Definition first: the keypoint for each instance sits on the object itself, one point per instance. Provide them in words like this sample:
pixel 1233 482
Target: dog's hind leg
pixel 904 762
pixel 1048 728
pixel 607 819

Goal:
Reproduce the data above word for word, keeping every line in its original order.

Response for this exercise:
Definition first: the keypoint for each instance sits on the object itself, one point per instance. Provide them in words like this sample:
pixel 1233 482
Target: dog's hind leg
pixel 904 762
pixel 1048 728
pixel 607 819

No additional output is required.